Set down each line of the records below word for word, with nothing changed, added, or left out.

— begin —

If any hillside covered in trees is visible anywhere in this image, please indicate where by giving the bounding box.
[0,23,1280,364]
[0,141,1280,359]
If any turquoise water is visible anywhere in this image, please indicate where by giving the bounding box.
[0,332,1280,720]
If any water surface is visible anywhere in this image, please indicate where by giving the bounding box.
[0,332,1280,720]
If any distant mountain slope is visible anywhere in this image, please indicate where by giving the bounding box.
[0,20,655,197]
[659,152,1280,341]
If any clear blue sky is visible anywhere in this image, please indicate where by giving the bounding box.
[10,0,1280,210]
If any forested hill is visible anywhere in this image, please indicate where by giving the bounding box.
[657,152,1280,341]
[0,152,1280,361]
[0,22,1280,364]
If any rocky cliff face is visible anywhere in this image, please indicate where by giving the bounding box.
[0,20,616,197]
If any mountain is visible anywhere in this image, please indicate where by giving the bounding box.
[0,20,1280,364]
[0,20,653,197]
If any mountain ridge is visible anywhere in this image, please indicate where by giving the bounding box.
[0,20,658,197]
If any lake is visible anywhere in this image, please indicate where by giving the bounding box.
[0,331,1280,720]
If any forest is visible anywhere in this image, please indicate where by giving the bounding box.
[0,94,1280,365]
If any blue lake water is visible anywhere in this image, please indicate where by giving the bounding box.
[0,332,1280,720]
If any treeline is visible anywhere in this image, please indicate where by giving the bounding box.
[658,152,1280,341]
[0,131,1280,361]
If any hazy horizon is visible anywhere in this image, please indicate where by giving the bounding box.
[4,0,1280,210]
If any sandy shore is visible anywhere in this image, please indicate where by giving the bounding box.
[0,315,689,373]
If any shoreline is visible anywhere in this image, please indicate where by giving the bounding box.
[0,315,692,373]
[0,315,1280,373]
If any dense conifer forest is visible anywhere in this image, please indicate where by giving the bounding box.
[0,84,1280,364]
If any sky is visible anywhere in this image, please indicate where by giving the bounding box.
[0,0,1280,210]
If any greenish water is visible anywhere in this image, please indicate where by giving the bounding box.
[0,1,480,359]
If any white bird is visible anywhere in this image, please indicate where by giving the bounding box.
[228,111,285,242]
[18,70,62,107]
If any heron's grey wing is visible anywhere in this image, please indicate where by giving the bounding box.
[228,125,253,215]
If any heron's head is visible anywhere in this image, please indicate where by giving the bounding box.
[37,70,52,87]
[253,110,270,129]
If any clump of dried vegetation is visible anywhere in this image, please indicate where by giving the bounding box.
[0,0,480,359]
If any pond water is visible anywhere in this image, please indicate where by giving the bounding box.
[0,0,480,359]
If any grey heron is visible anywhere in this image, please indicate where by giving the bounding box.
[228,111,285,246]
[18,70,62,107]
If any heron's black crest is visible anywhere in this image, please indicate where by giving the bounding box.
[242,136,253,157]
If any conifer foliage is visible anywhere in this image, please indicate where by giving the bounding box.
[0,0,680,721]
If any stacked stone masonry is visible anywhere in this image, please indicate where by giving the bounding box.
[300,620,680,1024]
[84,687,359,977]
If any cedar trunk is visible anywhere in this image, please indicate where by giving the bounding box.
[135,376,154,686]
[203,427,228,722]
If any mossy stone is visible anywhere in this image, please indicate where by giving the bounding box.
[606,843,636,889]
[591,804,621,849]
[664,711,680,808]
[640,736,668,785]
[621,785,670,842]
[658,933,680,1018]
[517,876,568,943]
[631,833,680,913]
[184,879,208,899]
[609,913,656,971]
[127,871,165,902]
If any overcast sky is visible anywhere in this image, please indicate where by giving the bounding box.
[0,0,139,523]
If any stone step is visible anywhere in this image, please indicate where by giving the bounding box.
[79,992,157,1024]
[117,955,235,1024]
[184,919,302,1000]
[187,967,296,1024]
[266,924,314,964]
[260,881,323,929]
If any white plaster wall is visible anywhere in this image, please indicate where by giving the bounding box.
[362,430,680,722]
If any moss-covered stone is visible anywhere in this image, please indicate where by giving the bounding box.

— end —

### OUTPUT FOR THIS TASK
If any hillside covered in trees is visible anywhere in this image, please indicate where by giving the bounding box.
[0,23,1280,364]
[0,141,1280,359]
If any turquoise water is visible anywhere in this image, please indicate where by giving the bounding box.
[0,332,1280,720]
If any water surface is visible anywhere in this image, please indicate where by giving the bounding box.
[0,332,1280,720]
If any distant mountain slope is visible anywhere in this image, please indicate where by giving the bounding box.
[0,20,655,197]
[659,152,1280,341]
If any clear blue sky is visible anywhere in this image, please indicate where by giving the bounding box.
[10,0,1280,210]
If any forested hill is visible anywhere in this image, please indicate where by giving the bounding box.
[657,152,1280,341]
[0,152,1280,361]
[0,22,1280,364]
If any rocky cliff face is visible anywhere in this image, please indicate where by giving the bounding box.
[0,20,616,197]
If any mountain is visible anywhere in this image, please indicate where by giving the bounding box.
[0,20,1280,364]
[0,20,653,197]
If any mountain ridge is visible anywhere in this image, please indicate where by giving the bounding box.
[0,20,658,197]
If any lake is visible anywhere in this image, please indicate where by giving the bounding box.
[0,331,1280,720]
If any forest is visible anywhere in this image, please indicate where by giving the bounding box.
[0,94,1280,365]
If any blue lake water is visible anywhere in this image, please indicate where by giving the bounding box.
[0,332,1280,720]
If any treeline is visible anywhere in this image, please indicate where by giving the bounding box.
[658,152,1280,341]
[0,131,1280,361]
If any hazy horizon is visible anywhere in this image, please indicate where by giving the bounding box.
[4,0,1280,210]
If any sandy shore is visible anywhere in this image, please indicate where by giving the bounding box.
[0,315,689,373]
If any shoreline is visible anywhere in this image, please indicate where by giving the bounding box.
[0,315,692,373]
[0,315,1280,373]
If any dense conifer forest is visible anywhere in this image, please indicate where by giving the bounding box.
[0,84,1280,364]
If any sky is visible anywhere in this image, please indicate where by giving the bounding box.
[0,0,1280,210]
If any greenish water is visible anywhere in this image, please indicate where by giving the bounding box.
[0,1,480,359]
If any white bird is visible anywhere in this image, please indicate where by giving the bounding box.
[228,111,285,242]
[18,70,62,107]
If any heron's grey wing is visible anywhere in this image, please indicate where by giving the bounding box.
[228,125,253,215]
If any heron's head is visible anywhere in this image, please indicate where by giving the bounding box.
[37,70,52,87]
[253,110,270,129]
If any clump of dried vegetation is visible anywhere in this image, please indicate where by giving the bounding box.
[0,0,480,359]
If any pond water is visible anywhere in this image, please indicate where by giving the bounding box.
[0,0,480,359]
If any grey heron is visible anywhere in this image, please indicate where by giving the bounding box.
[228,111,285,246]
[18,70,62,107]
If any heron's black crest is visible anywhere in this image, please indicate where by giving the bounding box.
[242,136,253,157]
If any conifer foliage is visible anywhere in this image, please indicate where by giving the bounding box.
[0,0,680,721]
If any stacked stone masonry is visible anywhere in this image, please indicate where by giving the bounding box.
[300,620,680,1024]
[84,687,359,977]
If any cedar trunk is visible anywhere in this image, please indicate where by giving the bounding box.
[135,376,154,686]
[203,427,228,722]
If any mossy stone is visible anywhere in this image, please indicate where by giving the bounding box.
[606,843,636,889]
[591,804,621,849]
[664,711,680,808]
[640,736,668,785]
[621,785,670,842]
[658,933,680,1018]
[517,876,568,943]
[631,833,680,913]
[184,879,208,899]
[609,913,656,971]
[127,871,165,902]
If any overcast sky is visible anywhere in this image, please indicate where by giving the bounding box.
[0,0,139,523]
If any stone step is visible anywhere in this image, please indicate where by giving the bounding box.
[79,992,157,1024]
[117,955,235,1024]
[184,919,302,1000]
[187,967,296,1024]
[266,924,314,964]
[260,881,323,929]
If any white plaster wall is visible anywhere in this image, please indicate where by giving the bounding box.
[362,430,680,722]
If any moss-covered stone is visible anywhere in this image, please indicate where by giving the bounding box.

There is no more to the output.